_Document text_:
Most importantly, I want more of what the cameras and microphones captured that didn’t make it to any of the eight one-hour episodes. Both cornerback Patrick Peterson and running back David Johnson have told PFT Live over the past week or so that the players knew that cameras were present but that they didn’t know when or how the footage would be used. Eventually, with cameras constantly around, the players and coaches become numb to their presence and revert to being who they really are. Not knowing why the cameras are there accelerates the process.

The oft-salty language (there’s a clean version that is suitable for younger viewers, since kids never otherwise hear or use those terms) suggests that the footage is raw and real. But there’s surely plenty of stuff that is even more raw and more real that ended up on the cutting room floor. I want to see that stuff, too.

As Cardinals president Michael Bidwill made clear during his visit to PFT Live, the footage was edited to exclude strategic information or other sensitive moments, like players being cut. Assurances like those were critical to get Arians to go along with the project.

“I don’t watch reality TV,” Arians said in 2014. “It does nothing for me so I don’t really want to be on reality TV. I would have to change totally how I coach. . . . I think it’s a total distraction to what you’re trying to accomplish because everything about Hard Knocks is getting on television and being an individual. And it’s a team game.”

With All or Nothing, the team takes center stage because the show was about much more than the month or so of training-camp practices and preseason games. The individuals nevertheless shine through, too, with the guy who said he doesn’t want to be on reality TV being the person who makes the strongest impact.

All or Nothing, which was released a day earlier that expected, is available at no charge on Amazon.com. It will be available for free until August 31.

_Given instruction A_: Quote the passage on the All or Nothing series from "The oft-salty language" up to and including "that stuff, too.".
The text and the entries come from separate sources.

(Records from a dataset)

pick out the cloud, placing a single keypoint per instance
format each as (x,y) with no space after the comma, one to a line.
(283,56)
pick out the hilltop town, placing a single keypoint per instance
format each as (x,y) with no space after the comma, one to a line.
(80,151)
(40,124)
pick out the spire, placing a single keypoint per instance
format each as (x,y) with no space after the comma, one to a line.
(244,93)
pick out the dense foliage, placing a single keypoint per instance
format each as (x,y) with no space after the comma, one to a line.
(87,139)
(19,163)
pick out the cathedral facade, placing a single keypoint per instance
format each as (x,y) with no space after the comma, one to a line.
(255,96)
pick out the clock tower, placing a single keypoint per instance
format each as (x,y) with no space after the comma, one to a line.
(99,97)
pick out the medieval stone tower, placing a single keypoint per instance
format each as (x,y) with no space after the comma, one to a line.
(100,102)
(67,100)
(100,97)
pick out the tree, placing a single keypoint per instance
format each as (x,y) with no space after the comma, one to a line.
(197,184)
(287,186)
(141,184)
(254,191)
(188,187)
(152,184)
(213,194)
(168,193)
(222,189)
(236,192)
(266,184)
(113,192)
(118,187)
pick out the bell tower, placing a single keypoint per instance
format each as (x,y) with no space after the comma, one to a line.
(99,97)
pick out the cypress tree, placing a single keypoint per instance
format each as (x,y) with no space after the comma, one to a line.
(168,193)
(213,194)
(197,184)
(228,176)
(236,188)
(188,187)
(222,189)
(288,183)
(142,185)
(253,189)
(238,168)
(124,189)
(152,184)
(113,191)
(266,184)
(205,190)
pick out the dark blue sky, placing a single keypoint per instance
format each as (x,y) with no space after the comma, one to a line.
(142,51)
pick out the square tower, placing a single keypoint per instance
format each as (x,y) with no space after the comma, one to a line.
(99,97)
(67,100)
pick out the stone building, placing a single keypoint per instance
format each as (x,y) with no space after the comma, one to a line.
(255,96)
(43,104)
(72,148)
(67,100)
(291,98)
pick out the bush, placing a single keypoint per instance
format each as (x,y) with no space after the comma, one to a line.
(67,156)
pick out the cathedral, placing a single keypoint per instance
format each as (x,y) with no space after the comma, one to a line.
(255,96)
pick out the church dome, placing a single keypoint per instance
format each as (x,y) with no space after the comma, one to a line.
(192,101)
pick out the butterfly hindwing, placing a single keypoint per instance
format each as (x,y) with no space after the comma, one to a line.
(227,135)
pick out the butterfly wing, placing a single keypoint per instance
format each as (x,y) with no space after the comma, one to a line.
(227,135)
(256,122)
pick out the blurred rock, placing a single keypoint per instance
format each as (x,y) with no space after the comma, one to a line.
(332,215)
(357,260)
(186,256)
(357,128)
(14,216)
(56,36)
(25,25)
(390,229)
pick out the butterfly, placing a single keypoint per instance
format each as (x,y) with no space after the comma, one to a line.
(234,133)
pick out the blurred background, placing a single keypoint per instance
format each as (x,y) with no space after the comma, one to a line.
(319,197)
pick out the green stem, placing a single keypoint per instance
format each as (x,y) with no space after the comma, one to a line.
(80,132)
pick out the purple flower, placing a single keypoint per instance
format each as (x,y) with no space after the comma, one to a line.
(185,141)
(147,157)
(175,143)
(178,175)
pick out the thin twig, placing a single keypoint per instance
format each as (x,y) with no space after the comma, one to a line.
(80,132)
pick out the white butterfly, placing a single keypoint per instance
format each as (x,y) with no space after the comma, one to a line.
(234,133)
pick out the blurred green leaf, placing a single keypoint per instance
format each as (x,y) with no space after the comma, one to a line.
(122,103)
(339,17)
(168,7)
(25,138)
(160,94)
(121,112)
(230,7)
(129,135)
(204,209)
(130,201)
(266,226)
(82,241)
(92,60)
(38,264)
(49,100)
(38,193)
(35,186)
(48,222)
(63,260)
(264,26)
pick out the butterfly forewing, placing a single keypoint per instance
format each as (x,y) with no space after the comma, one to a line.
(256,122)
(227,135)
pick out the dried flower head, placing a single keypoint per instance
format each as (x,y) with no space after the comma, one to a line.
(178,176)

_Given instruction B_: Show every line of the entries that contains the word "tower".

_Full solution A_:
The oft-salty language (there’s a clean version that is suitable for younger viewers, since kids never otherwise hear or use those terms) suggests that the footage is raw and real. But there’s surely plenty of stuff that is even more raw and more real that ended up on the cutting room floor. I want to see that stuff, too.

_Full solution B_:
pick out the clock tower, placing a single keypoint per instance
pick out the medieval stone tower, placing a single keypoint per instance
pick out the bell tower, placing a single keypoint per instance
pick out the square tower, placing a single keypoint per instance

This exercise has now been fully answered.